## Given records:
══════════
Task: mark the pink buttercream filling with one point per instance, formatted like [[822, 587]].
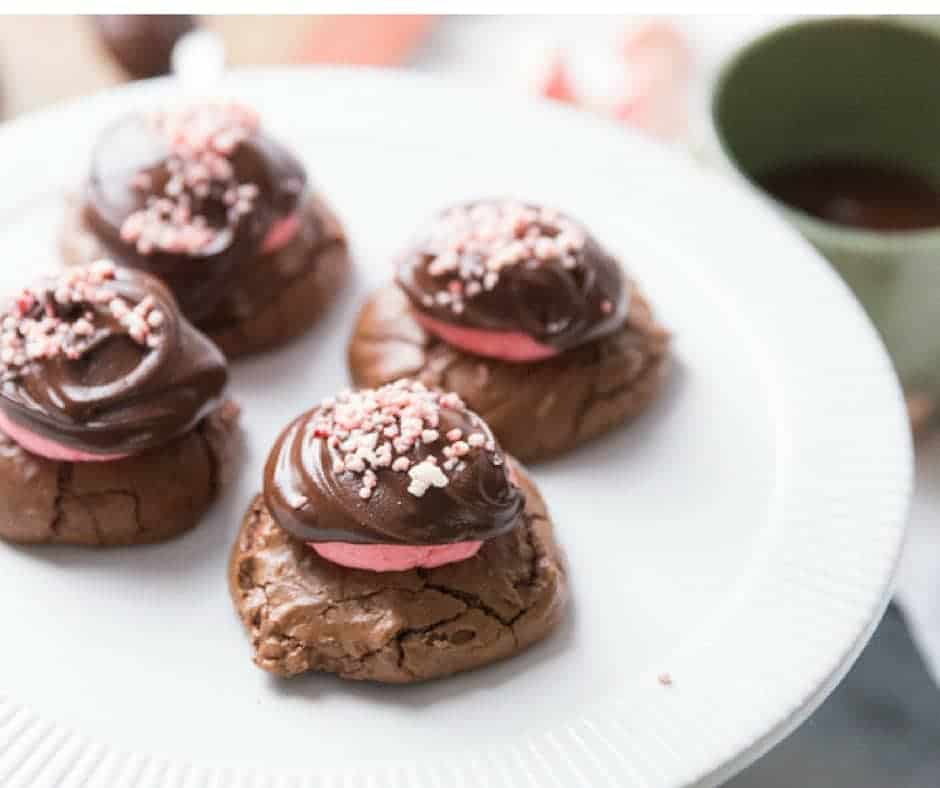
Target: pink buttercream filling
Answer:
[[281, 233], [505, 345], [37, 444], [394, 558]]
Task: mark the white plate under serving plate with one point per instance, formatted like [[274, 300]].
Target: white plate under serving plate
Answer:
[[741, 536]]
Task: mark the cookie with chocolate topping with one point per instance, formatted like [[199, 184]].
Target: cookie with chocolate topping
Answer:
[[522, 312], [394, 541], [113, 425], [204, 199], [142, 44]]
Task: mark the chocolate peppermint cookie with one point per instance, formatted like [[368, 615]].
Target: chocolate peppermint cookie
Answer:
[[394, 541], [113, 428], [204, 199], [521, 311]]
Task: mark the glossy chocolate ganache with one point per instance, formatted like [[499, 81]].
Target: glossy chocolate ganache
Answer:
[[515, 267], [98, 359], [193, 196], [399, 465]]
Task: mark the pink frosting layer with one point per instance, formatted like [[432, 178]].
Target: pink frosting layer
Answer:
[[505, 345], [394, 558], [281, 233], [37, 444]]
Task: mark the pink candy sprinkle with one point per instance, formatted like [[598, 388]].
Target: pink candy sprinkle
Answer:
[[370, 430], [201, 139], [472, 245], [43, 322]]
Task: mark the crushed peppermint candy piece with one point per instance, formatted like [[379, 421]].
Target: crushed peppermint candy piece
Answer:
[[375, 429], [68, 315], [469, 246], [202, 140]]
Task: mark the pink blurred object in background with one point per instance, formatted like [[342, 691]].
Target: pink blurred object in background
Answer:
[[379, 40], [656, 58]]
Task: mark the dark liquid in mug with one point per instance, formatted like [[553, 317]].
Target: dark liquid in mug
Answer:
[[867, 194]]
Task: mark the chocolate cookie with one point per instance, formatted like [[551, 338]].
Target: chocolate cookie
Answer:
[[268, 304], [537, 409], [142, 44], [147, 497], [204, 199], [306, 613], [112, 423]]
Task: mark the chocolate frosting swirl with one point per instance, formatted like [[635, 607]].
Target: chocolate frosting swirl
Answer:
[[100, 360], [204, 185], [314, 488], [515, 267]]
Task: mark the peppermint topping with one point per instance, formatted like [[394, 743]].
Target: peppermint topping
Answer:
[[202, 140], [470, 246], [68, 315], [373, 429]]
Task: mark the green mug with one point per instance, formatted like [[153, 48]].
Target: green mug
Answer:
[[859, 88]]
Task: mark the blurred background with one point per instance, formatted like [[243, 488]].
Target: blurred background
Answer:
[[657, 76]]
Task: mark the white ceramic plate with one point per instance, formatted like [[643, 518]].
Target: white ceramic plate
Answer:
[[741, 536]]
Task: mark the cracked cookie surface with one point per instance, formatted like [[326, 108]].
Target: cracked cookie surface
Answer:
[[536, 409], [304, 613], [148, 497]]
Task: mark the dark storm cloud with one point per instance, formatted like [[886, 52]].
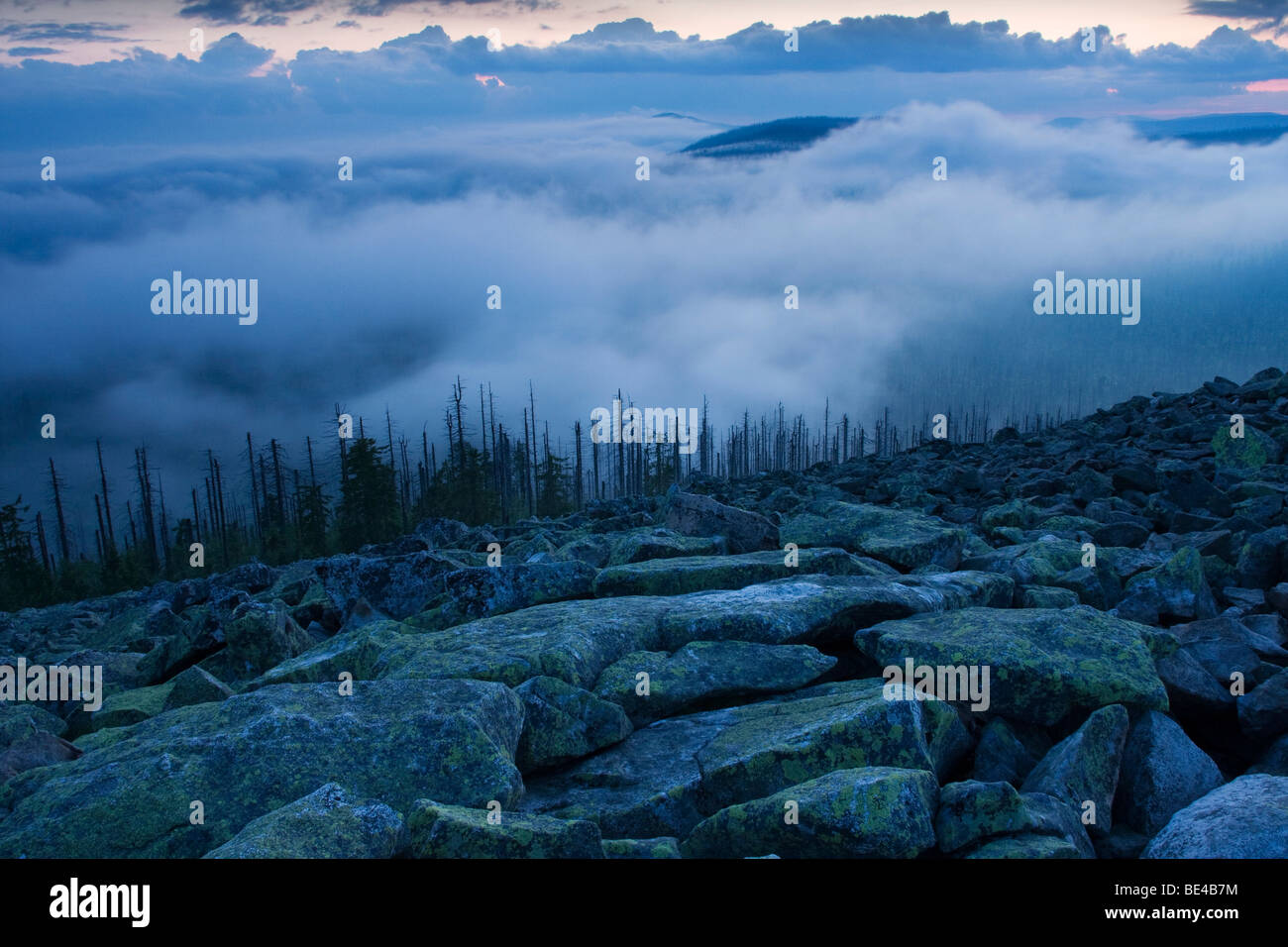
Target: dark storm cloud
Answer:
[[1269, 16], [62, 33], [253, 12], [380, 8]]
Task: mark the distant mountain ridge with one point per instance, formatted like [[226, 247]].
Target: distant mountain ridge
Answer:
[[802, 132]]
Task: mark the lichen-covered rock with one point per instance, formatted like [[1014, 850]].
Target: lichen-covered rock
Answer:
[[482, 590], [571, 641], [973, 810], [706, 573], [1162, 772], [123, 709], [1083, 767], [132, 795], [706, 674], [454, 831], [194, 685], [905, 539], [665, 779], [665, 847], [353, 651], [1176, 590], [695, 514], [1028, 845], [657, 543], [1247, 454], [1263, 710], [819, 609], [565, 723], [397, 586], [30, 748], [870, 812], [326, 823], [263, 635], [1043, 664], [1244, 818]]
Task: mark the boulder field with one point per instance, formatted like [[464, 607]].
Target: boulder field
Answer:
[[1067, 643]]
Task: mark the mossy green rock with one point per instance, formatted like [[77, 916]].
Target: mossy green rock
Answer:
[[262, 637], [397, 741], [483, 590], [818, 609], [1083, 767], [1047, 596], [18, 720], [571, 641], [665, 779], [353, 651], [973, 810], [326, 823], [656, 543], [1028, 845], [1018, 513], [665, 847], [194, 685], [1249, 453], [124, 709], [454, 831], [905, 539], [1043, 664], [565, 723], [706, 674], [870, 812], [1177, 590], [704, 573]]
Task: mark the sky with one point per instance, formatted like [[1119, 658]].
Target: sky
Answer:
[[82, 31], [518, 167]]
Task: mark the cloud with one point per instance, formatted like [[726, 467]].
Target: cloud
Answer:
[[373, 292], [254, 12], [62, 33], [855, 65], [1269, 16]]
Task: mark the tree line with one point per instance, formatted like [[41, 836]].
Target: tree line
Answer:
[[375, 486]]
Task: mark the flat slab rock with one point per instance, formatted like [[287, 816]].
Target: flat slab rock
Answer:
[[668, 777], [1043, 664], [132, 792], [576, 641]]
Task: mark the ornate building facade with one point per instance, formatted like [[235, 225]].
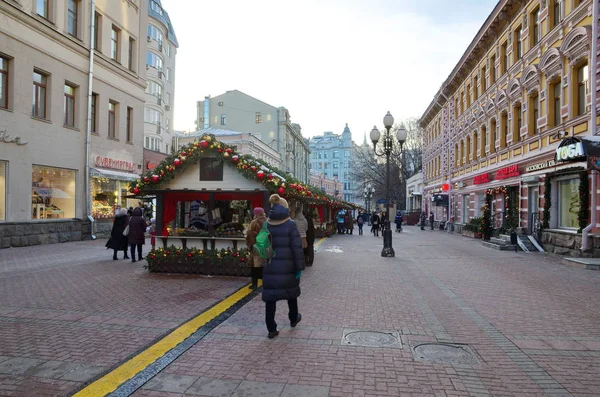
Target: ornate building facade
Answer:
[[521, 89]]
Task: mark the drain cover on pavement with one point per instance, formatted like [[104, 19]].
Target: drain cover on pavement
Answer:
[[371, 339], [445, 354]]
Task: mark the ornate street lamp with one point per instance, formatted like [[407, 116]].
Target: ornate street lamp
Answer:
[[388, 145]]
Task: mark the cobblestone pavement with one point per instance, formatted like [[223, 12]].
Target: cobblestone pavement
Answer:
[[69, 313], [524, 324]]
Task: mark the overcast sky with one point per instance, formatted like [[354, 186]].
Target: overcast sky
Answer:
[[329, 62]]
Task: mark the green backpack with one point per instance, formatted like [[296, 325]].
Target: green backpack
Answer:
[[262, 247]]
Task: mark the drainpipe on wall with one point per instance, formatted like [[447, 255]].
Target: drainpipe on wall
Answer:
[[88, 132], [593, 126]]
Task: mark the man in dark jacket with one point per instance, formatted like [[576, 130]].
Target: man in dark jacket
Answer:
[[281, 275], [309, 251], [137, 233]]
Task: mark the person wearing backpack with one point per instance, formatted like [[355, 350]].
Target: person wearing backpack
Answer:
[[255, 261], [360, 220], [281, 274]]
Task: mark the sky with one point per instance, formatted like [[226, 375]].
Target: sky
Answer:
[[329, 62]]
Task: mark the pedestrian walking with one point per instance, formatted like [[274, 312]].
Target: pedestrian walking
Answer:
[[340, 222], [136, 236], [255, 261], [118, 235], [281, 275], [309, 252], [375, 220], [360, 221]]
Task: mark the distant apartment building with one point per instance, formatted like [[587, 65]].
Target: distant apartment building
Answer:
[[160, 69], [237, 111], [331, 155], [44, 73], [519, 93]]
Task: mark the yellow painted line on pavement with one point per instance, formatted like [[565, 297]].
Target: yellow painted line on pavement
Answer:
[[111, 381], [321, 241]]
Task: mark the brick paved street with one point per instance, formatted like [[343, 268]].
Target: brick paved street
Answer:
[[69, 313], [532, 324]]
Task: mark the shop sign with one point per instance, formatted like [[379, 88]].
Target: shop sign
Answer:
[[540, 166], [508, 172], [481, 179], [570, 149], [4, 137], [114, 164]]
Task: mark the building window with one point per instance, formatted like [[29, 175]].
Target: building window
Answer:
[[52, 193], [517, 123], [94, 115], [555, 117], [568, 203], [72, 16], [112, 119], [503, 58], [42, 8], [129, 124], [97, 31], [582, 88], [535, 27], [556, 12], [115, 36], [69, 105], [518, 45], [533, 111], [4, 82], [131, 58], [40, 81]]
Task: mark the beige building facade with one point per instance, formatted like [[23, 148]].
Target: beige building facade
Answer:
[[237, 111], [521, 90], [44, 71]]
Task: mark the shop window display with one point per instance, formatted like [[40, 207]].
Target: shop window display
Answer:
[[108, 196], [568, 202], [2, 191], [52, 193]]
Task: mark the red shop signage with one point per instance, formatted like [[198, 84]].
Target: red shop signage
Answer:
[[480, 179], [508, 172], [107, 162]]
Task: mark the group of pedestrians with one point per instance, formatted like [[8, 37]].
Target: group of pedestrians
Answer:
[[290, 249], [129, 232]]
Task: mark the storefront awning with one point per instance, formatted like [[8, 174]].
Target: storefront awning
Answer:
[[121, 176]]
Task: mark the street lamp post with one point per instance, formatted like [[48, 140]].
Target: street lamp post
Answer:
[[388, 145]]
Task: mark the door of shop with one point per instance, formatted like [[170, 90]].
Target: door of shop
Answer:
[[533, 211]]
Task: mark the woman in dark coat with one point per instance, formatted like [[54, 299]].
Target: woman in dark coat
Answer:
[[281, 276], [117, 241], [137, 233]]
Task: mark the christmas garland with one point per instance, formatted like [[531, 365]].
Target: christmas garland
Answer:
[[250, 167], [584, 194]]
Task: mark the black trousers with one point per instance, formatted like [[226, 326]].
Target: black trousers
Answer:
[[139, 249], [270, 313]]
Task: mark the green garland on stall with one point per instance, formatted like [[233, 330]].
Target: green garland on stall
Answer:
[[584, 203], [547, 202], [250, 167]]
══════════
## The exercise:
Write out the records above word for word, from the line containing "Task: mark the blurred" down to the line containing "[[1269, 16], [62, 33], [253, 12], [380, 8]]", both of those lines included. Omit the pictures from your copy.

## Complete output:
Task: mark the blurred background with one point per instance, formatted like [[243, 488]].
Target: blurred background
Answer:
[[657, 76]]
Task: mark the white ceramic plate with one point per instance, formatted like [[643, 518]].
Target: white ceramic plate
Answer:
[[741, 536]]
Task: mark the cracked cookie surface with one point per instance, formatted like [[326, 108]].
Target: cracked cookie surface
Answer:
[[536, 409], [304, 613], [148, 497]]
Task: mark the dark storm cloud with one point per instance, formatted like [[886, 52]].
Target: dark storm cloud
Answer:
[[1269, 16], [62, 33], [253, 12], [380, 8]]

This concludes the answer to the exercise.